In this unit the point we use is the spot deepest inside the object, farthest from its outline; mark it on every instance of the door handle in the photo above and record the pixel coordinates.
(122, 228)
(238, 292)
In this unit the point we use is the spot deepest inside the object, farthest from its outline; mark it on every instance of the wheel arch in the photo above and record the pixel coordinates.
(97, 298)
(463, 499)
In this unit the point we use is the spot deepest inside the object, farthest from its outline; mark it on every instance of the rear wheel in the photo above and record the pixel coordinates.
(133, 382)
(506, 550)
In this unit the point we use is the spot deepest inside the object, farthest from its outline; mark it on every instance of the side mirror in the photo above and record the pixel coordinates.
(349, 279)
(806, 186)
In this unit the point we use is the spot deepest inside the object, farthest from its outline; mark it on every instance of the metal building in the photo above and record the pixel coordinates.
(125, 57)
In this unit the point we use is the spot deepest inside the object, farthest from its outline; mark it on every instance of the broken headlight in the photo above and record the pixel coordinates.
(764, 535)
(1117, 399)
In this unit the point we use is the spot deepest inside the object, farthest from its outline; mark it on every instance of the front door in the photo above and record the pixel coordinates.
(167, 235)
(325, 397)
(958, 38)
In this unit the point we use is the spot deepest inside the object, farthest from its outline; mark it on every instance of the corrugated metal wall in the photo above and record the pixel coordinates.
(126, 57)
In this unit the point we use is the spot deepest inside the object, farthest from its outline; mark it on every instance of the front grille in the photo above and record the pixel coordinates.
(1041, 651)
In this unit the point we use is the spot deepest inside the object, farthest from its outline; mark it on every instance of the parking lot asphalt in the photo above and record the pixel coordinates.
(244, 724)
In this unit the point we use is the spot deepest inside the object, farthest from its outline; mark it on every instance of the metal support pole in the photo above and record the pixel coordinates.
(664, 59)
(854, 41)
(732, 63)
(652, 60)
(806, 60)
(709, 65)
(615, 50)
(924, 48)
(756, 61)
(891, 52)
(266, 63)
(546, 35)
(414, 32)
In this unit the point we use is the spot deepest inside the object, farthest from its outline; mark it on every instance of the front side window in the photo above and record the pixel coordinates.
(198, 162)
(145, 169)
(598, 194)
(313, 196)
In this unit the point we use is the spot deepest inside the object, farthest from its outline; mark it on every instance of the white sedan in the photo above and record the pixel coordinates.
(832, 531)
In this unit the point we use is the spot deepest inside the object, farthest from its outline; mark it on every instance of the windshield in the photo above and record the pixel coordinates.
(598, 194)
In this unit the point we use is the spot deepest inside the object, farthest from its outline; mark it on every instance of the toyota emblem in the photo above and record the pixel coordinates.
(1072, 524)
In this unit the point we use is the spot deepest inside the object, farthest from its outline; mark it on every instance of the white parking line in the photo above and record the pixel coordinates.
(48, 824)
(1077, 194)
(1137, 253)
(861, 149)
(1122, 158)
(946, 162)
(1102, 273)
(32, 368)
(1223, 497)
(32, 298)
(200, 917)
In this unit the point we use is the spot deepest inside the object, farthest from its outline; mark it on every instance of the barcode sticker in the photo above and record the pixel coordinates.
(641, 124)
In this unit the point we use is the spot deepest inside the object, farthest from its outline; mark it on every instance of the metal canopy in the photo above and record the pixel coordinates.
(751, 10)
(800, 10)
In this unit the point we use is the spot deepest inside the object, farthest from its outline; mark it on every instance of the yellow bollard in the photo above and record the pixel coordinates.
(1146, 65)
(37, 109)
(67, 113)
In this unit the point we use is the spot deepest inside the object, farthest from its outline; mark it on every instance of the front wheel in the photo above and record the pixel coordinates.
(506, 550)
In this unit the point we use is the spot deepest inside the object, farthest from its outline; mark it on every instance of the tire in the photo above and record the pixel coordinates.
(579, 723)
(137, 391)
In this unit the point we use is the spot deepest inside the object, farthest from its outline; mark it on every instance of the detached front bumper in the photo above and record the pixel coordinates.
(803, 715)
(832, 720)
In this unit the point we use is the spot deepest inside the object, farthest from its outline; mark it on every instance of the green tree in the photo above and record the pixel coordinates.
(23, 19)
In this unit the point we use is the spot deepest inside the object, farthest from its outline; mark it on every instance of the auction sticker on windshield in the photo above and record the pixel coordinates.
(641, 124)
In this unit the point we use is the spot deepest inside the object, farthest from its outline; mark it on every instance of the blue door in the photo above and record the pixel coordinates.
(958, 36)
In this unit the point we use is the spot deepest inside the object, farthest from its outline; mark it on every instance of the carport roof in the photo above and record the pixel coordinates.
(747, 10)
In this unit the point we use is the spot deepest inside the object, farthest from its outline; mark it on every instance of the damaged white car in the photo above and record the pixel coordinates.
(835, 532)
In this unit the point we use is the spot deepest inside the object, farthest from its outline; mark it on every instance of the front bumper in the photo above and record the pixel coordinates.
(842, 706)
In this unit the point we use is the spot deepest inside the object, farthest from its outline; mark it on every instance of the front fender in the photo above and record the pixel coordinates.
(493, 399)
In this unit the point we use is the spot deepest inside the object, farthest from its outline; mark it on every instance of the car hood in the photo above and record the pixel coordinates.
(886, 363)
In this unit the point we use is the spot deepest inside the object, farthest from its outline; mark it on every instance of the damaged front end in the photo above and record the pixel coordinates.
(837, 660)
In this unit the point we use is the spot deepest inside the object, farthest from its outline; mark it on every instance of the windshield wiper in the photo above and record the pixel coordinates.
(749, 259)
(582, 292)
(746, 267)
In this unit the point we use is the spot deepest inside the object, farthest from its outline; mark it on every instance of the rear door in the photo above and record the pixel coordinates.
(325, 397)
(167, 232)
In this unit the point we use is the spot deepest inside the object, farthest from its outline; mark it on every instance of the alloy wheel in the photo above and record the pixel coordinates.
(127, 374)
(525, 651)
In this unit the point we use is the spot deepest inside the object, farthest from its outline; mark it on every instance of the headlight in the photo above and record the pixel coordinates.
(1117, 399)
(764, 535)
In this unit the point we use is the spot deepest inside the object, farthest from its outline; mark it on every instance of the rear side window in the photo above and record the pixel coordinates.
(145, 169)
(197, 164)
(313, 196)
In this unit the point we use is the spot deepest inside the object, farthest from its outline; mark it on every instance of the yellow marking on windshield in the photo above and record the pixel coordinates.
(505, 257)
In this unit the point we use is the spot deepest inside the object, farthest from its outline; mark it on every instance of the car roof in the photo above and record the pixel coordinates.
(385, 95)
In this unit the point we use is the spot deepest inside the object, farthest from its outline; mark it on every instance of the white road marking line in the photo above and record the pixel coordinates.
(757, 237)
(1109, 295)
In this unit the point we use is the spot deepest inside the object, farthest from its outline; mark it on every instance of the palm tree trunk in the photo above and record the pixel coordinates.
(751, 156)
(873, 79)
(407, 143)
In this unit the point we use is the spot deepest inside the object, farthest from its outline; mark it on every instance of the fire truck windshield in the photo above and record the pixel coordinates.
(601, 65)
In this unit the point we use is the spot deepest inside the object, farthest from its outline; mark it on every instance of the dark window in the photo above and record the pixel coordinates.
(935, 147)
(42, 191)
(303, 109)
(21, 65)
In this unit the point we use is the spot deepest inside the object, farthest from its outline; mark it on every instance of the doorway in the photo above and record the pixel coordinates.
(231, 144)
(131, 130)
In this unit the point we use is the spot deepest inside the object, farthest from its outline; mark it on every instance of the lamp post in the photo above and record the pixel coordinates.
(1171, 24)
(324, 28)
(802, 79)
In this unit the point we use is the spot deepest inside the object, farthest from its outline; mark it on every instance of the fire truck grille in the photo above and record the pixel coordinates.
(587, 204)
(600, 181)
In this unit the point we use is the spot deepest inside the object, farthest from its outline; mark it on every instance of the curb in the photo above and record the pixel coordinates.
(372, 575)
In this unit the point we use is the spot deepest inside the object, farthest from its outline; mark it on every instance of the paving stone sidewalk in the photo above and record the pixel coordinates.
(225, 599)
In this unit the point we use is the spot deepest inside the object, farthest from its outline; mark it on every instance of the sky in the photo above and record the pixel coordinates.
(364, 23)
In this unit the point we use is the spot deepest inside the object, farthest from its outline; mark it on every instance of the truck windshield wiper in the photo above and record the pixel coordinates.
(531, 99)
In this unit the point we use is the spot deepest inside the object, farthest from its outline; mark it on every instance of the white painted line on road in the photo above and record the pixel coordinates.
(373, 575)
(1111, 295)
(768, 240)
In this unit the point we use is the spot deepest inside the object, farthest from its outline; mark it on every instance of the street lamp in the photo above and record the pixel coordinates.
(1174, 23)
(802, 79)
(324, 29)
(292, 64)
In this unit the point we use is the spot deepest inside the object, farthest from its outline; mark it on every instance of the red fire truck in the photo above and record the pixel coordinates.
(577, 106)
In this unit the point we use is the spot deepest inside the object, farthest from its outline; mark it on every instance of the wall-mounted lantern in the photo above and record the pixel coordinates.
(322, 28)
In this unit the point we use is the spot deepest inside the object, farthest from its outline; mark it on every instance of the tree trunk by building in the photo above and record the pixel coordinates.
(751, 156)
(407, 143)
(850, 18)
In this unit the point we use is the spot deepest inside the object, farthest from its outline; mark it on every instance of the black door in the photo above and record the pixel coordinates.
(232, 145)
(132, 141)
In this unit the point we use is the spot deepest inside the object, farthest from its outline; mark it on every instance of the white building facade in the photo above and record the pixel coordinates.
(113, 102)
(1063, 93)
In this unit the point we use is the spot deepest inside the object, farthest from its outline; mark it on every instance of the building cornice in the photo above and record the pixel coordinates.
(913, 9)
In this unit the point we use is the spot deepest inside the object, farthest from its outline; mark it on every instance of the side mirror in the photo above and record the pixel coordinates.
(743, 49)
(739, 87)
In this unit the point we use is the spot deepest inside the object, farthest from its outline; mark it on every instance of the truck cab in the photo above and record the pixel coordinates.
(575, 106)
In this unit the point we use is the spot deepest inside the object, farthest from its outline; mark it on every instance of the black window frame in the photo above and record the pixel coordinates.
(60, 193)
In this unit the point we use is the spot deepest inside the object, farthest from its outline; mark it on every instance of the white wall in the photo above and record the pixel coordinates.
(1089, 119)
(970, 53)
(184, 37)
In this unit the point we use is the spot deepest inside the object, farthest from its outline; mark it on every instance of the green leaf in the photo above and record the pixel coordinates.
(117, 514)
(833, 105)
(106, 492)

■ ■ ■ ■ ■ ■ ■

Could you set down exactly the lines above, from the one containing "the green leaf" through the last, including both and nothing else?

In this unit the point we use is the spot deepest inside the object, farthest from its outline; mark it on every instance of the green leaf in the photo above and record the pixel coordinates.
(117, 514)
(833, 105)
(106, 492)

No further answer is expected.